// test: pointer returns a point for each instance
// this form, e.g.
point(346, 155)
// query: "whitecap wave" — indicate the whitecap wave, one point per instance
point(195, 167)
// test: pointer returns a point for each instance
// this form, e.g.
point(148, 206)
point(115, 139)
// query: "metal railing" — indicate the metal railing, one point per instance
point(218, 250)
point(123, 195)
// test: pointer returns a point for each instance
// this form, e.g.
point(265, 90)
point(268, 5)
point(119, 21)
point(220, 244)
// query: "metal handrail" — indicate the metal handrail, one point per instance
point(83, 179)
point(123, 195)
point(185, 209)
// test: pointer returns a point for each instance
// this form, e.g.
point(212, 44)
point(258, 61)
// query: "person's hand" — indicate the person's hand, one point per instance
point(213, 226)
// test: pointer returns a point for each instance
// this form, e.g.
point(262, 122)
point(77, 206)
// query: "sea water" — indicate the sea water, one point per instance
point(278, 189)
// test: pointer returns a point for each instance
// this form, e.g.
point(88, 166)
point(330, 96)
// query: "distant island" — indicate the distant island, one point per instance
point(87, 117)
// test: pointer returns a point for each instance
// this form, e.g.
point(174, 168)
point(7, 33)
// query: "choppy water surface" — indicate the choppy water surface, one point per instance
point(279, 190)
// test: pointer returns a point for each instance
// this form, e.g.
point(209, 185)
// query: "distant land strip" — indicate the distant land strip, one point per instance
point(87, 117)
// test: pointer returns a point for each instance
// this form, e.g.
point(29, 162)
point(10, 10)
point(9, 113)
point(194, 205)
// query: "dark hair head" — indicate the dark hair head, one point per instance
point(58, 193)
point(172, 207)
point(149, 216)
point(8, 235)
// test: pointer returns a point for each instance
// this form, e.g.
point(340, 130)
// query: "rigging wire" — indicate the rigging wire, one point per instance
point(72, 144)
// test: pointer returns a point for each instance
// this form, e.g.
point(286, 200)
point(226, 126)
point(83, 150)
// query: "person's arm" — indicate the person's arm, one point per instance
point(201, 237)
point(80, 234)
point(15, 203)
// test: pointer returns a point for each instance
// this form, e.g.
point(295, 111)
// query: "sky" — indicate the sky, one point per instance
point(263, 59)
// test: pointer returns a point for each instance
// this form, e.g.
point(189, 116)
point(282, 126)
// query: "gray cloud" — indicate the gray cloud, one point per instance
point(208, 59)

****************************************

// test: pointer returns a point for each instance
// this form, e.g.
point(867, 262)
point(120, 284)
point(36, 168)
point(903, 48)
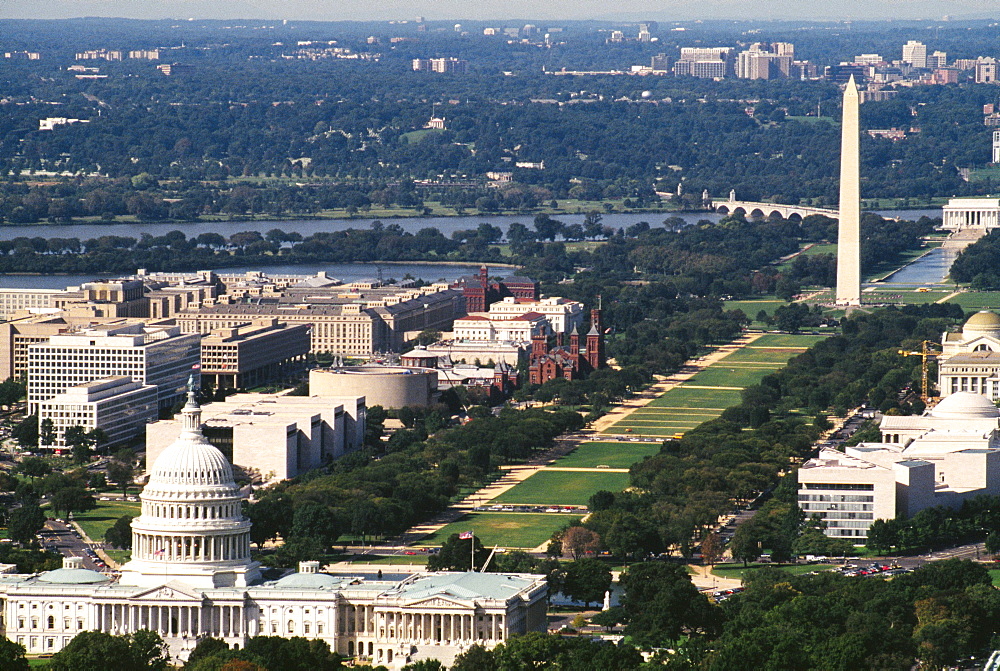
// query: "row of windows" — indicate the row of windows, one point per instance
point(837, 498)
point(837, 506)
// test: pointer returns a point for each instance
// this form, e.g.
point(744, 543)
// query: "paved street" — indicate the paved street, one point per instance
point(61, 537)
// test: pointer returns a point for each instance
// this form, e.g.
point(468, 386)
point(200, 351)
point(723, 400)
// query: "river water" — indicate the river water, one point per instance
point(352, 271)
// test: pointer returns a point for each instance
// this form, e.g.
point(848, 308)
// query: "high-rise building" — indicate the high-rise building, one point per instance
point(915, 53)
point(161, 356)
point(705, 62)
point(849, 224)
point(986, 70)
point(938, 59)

****************************************

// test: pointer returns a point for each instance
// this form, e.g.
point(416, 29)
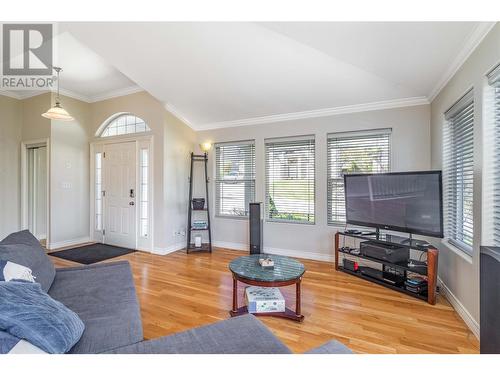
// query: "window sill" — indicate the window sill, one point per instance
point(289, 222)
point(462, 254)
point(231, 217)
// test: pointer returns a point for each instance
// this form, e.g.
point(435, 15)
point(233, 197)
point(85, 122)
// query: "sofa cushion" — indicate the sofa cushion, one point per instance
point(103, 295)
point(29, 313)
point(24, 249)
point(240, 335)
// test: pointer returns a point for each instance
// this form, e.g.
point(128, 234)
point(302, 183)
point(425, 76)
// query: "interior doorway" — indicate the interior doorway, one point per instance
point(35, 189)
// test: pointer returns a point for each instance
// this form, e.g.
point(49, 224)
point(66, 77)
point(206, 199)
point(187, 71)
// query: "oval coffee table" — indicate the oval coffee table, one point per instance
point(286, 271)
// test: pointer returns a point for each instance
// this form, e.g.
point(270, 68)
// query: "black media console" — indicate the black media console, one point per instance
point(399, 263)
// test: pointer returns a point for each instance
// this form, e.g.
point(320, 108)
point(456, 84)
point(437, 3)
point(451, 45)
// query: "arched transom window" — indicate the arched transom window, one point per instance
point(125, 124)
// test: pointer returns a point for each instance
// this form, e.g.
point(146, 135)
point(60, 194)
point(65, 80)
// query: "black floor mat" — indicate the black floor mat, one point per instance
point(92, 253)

****************************************

## What the task requires:
What is needed is a verbatim copy of every line in the records above from the one containing "point(220, 244)" down to the one containing "point(77, 206)", both included, and nothing more.

## Answer to the problem:
point(220, 244)
// query: "metal handrail" — indicate the metal handrail, one point per instance
point(83, 179)
point(123, 195)
point(185, 209)
// test: pointer returns a point for each instance
// this form, e.g.
point(212, 44)
point(258, 61)
// query: "person's hand" — indicate the person's hand, one point per instance
point(213, 226)
// test: pointer returns a point for each instance
// this form, e.g.
point(262, 122)
point(77, 206)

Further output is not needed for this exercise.